**Task details:** Would you copy only the lines below, beginning with the one that contains "Target: blue and white railway carriage" and running through the last entry line?

Collected data entries

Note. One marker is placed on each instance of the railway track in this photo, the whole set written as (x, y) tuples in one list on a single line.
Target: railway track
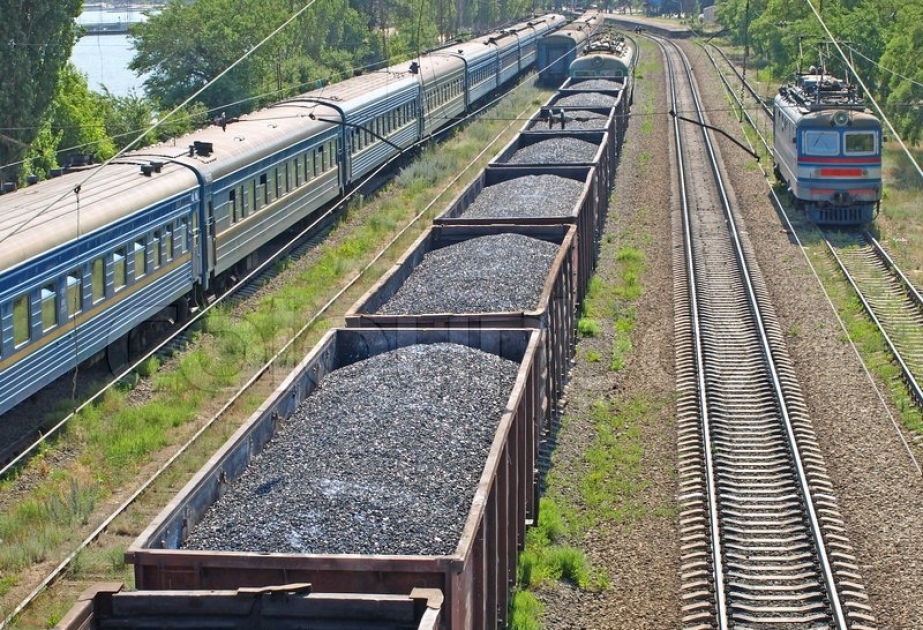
[(764, 545), (334, 307), (890, 300)]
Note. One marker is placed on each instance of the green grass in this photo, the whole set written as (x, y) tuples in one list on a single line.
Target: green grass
[(587, 327)]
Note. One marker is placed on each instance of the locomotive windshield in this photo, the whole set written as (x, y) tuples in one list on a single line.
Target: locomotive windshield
[(860, 142), (818, 142)]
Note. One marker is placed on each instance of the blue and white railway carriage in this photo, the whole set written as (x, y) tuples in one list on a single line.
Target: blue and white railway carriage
[(84, 260), (260, 176), (443, 79), (508, 53), (380, 113)]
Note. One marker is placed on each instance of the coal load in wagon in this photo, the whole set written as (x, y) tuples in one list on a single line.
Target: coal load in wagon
[(587, 99), (532, 196), (596, 84), (487, 274), (556, 151), (574, 119), (383, 458)]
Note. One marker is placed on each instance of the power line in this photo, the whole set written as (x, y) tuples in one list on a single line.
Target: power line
[(855, 73)]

**Expected output:**
Target: blue and white railway carriage
[(84, 260), (260, 176), (443, 79), (508, 53), (380, 113)]
Note. One marker is placed on each instance of the coal load in wagon in this photo, the whole set written as (x, y) tuples in one list on a single line.
Target: coal load in wagon
[(587, 99), (532, 196), (596, 84), (487, 274), (556, 151), (574, 119), (383, 458)]
Note. One marker is placed on each instance of the power line in this photo, the whole set written as (x, y) tuples in one list on a single line.
Target: power line
[(855, 73)]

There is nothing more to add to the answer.